SELECTED EXTRACT —
Patient self-report is a practical method for measuring adherence, but little is known about its optimal use.
To examine the retest reliability and predictive validity of 3 different types of self-report adherence measures among patients with common chronic illnesses.
Correlation and regression analyses of data from an ongoing randomized controlled trial.
Patients (N = 415) aged ≥40 years recruited from a primary care network with arthritis, asthma, chronic lung disease, congestive heart failure, depression, and/or diabetes mellitus, plus impairment in ≥1 basic activity and/or a score of ≥4 on the 10-item Center for Epidemiologic Studies Depression Scale.
Self-report adherence (administered variously at baseline, 2, 4, and 6 weeks, and 6 months): number of pills taken/number of pills prescribed (PT/PP), using 1–7 days recall, and global reports of medication adherence and overall adherence tendencies. Six-month functional outcomes: Health Assessment Questionnaire (HAQ) and Short Form-36 (SF-36).
Correlation coefficients among contemporaneously administered 1–7 days PT/PP measures were ≥0.78. Correlations among PT/PP measures and global adherence measures, and among PT/PP measures at 2 and 4 weeks, ranged from 0.11 to 0.54. PT/PP measures using ≥3–4 days recall significantly predicted adjusted 6-month HAQ but not SF-36 score.
Self-report PT/PP and general medication adherence measures tap different behavioral constructs. Self-reported PT/PP at a given point in time is not necessarily representative of medication adherence over time. Among chronically ill patients, 3–4 days recall of PT/PP yield adherence estimates, which are practically as reliable and valid as longer intervals and which predict functional outcomes.

EXERCISE TASKS —
- A) According to the adherence study summary, how many patients took part?
- B) Please copy the adherence study summary between "To examine the" and "common chronic illnesses.", inclusive.

EXTRACTED ENTRIES —
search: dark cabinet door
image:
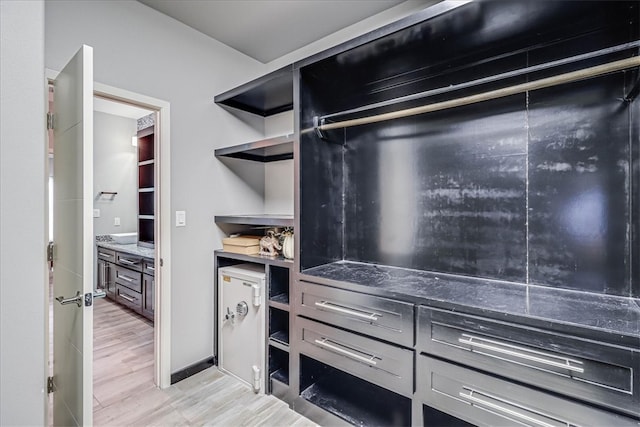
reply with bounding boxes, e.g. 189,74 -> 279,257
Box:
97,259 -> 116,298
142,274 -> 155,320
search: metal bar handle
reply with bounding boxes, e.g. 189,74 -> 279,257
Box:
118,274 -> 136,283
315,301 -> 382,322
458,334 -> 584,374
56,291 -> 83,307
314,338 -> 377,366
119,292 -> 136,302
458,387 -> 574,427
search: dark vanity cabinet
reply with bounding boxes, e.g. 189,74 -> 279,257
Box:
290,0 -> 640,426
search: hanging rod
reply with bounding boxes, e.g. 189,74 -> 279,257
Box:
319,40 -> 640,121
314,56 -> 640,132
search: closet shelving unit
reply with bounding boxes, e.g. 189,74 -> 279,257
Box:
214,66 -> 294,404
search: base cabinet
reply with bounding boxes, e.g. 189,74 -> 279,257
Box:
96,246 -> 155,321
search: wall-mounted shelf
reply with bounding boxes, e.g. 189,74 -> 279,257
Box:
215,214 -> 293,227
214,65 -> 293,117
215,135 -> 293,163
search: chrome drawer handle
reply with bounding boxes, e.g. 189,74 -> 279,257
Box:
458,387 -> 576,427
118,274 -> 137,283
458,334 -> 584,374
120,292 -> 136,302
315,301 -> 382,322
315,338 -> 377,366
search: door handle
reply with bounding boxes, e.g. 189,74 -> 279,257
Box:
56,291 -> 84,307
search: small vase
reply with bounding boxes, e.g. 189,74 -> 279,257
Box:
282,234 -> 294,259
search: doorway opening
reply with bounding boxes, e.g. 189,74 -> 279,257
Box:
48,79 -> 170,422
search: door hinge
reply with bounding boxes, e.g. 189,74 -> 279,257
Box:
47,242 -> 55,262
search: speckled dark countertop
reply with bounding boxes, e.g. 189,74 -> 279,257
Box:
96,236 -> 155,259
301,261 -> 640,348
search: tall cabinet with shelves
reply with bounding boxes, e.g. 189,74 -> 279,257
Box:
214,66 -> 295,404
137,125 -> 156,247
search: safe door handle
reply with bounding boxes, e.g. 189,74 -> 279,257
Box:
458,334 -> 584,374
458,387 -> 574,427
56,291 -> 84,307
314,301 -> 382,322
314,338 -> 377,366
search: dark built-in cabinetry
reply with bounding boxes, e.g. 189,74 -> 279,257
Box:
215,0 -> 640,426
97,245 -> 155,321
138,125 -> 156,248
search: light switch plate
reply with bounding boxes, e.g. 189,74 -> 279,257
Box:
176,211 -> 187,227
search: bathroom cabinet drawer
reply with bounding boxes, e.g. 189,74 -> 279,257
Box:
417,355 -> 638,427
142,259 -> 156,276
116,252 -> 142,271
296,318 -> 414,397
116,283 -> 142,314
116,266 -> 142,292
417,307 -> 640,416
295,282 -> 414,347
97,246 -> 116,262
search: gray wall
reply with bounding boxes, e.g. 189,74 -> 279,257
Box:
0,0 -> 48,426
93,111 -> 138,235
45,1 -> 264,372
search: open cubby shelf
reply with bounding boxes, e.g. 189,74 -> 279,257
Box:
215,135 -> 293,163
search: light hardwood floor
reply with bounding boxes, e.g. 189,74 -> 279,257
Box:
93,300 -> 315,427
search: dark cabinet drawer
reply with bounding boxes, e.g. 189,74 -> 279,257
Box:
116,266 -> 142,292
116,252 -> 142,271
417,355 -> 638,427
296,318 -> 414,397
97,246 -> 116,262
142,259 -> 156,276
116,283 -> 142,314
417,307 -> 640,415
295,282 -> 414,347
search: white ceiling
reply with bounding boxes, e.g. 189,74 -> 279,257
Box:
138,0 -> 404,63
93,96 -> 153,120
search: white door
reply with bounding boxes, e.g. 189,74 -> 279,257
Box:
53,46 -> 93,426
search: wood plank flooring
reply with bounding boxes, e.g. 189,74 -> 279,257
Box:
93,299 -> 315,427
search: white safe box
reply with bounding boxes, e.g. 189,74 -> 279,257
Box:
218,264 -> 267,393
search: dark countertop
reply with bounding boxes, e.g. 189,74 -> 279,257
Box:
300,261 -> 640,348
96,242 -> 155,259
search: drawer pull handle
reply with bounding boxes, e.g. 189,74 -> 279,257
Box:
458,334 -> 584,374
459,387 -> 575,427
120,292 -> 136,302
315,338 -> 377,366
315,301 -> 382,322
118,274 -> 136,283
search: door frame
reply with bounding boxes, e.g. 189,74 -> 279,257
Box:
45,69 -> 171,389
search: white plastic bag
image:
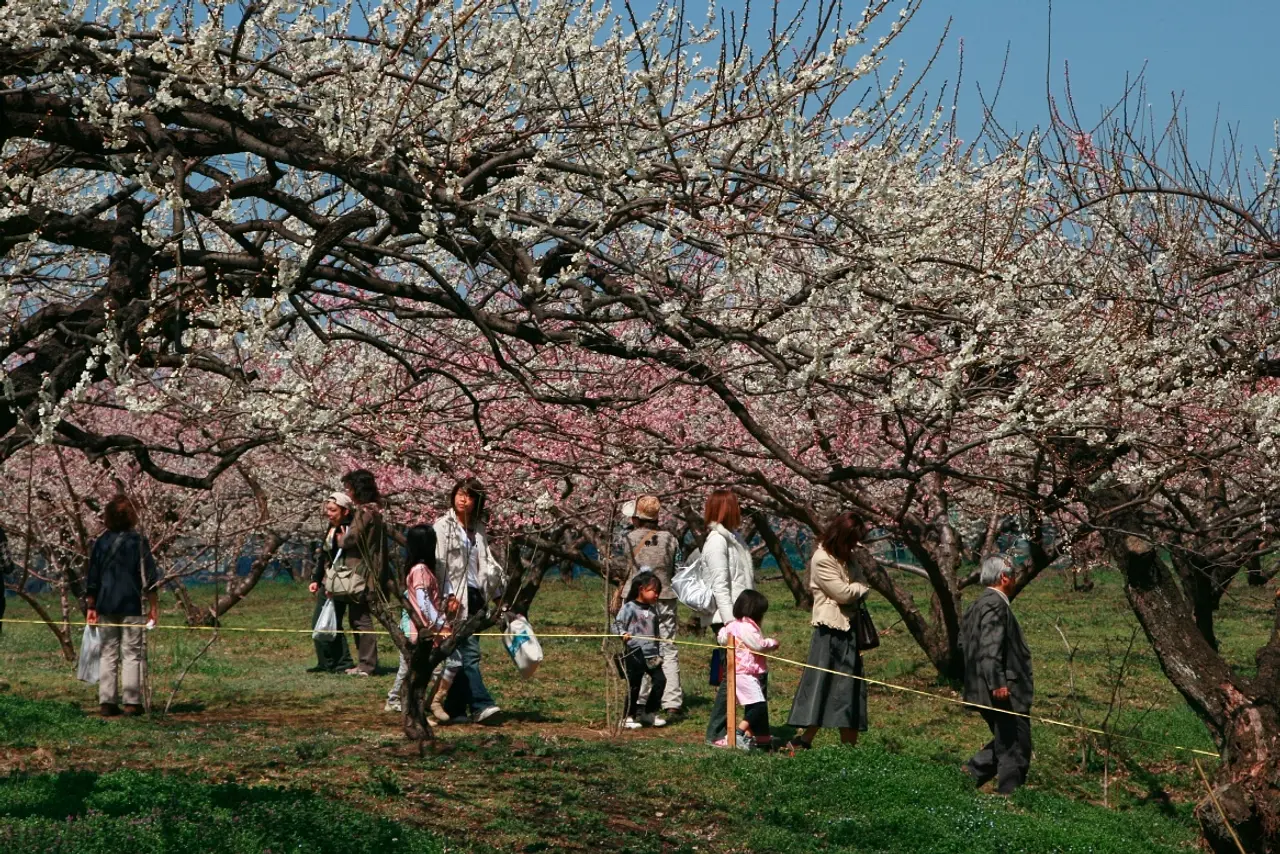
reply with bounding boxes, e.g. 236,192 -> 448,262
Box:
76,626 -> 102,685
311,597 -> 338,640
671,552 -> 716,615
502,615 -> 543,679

ANSWERS FOR THE TASKS —
- A) 415 patients took part.

- B)
To examine the retest reliability and predictive validity of 3 different types of self-report adherence measures among patients with common chronic illnesses.